== Excerpted data ==
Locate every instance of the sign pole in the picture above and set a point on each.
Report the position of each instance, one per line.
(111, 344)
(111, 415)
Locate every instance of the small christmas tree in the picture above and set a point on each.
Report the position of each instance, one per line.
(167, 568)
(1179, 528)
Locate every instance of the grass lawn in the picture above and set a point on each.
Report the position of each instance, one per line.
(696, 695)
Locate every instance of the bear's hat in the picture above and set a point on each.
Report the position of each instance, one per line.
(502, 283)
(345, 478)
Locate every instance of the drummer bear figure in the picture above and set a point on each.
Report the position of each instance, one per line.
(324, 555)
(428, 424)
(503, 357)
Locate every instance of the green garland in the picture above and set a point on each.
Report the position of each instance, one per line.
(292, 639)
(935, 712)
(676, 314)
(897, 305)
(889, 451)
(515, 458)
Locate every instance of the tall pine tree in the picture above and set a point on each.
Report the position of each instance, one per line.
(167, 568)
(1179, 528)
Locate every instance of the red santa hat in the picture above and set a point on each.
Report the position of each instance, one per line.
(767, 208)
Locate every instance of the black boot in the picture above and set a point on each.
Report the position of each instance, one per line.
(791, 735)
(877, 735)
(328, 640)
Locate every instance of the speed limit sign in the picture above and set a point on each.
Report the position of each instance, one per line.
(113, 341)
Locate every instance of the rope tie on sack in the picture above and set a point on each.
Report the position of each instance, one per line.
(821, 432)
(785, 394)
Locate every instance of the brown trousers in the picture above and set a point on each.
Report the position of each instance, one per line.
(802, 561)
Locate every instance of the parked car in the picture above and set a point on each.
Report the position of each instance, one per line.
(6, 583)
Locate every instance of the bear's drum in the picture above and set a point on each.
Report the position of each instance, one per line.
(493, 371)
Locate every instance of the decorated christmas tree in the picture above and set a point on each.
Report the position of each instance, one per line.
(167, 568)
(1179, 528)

== Short problem ==
Can you recast all of the records above as a JSON list of strings, one string for each line, with blank lines left out?

== Written response ==
[
  "Locate every instance of the sign pole in the picture above and set a point on each.",
  "Report the position of each instance, one per line.",
  "(111, 344)",
  "(111, 415)",
  "Locate every instance of the small christmas tree in the picture above and set a point on each.",
  "Report the position of each instance, one per line.",
  "(167, 568)",
  "(1179, 528)",
  "Locate every instance of the grass lawn in the picture above and set a point on each.",
  "Report the position of each instance, one per line.",
  "(696, 695)",
  "Locate every instance of the bear's hat in the picture above and set a point on each.",
  "Report the position of each instance, one per line.",
  "(502, 283)",
  "(345, 478)",
  "Locate every instance of the drummer bear figure in the picture above and set a point on each.",
  "Report the position of each instance, one per line.",
  "(324, 555)",
  "(428, 424)",
  "(503, 357)",
  "Locate every instance of the green garland in the picture above and set a point on each.",
  "Report the position of each instance, one per line.",
  "(292, 639)",
  "(935, 712)",
  "(676, 314)",
  "(897, 305)",
  "(889, 451)",
  "(515, 458)",
  "Locate every instance of the tall pine tree in the picture above and set a point on each.",
  "Report the position of each instance, one per line.",
  "(167, 568)",
  "(1179, 528)",
  "Locate every instance of the red santa hat in the picture above and set a point on each.",
  "Report the position of each instance, one per line.",
  "(767, 208)",
  "Locate every instance of the black boot in the picture above and set a point on each.",
  "Report the position of each instance, one per line.",
  "(791, 735)",
  "(877, 735)",
  "(328, 640)",
  "Locate every instance of the speed limit sign in the picture above and set a point on each.",
  "Report the position of each instance, one per line.",
  "(113, 341)",
  "Locate every instance of the rope tie on sack in the picture above and set a point on each.",
  "Report the position of each instance, one per line.",
  "(821, 432)",
  "(785, 394)",
  "Locate every instance of the brown trousers in the picture above and set a point on each.",
  "Report the position of each instance, one per line.",
  "(802, 561)",
  "Locate every instance of the parked car in the picture above and set a point on each.",
  "Report the position of each instance, one per line.",
  "(6, 583)",
  "Locate every instance of the bear's drum in the picture above and set a point on each.",
  "Report the position of each instance, one per line.",
  "(493, 371)",
  "Locate every instance of the decorated christmas tree in the picture above and set a point on each.",
  "Report the position of each instance, one per line.",
  "(167, 568)",
  "(1179, 528)"
]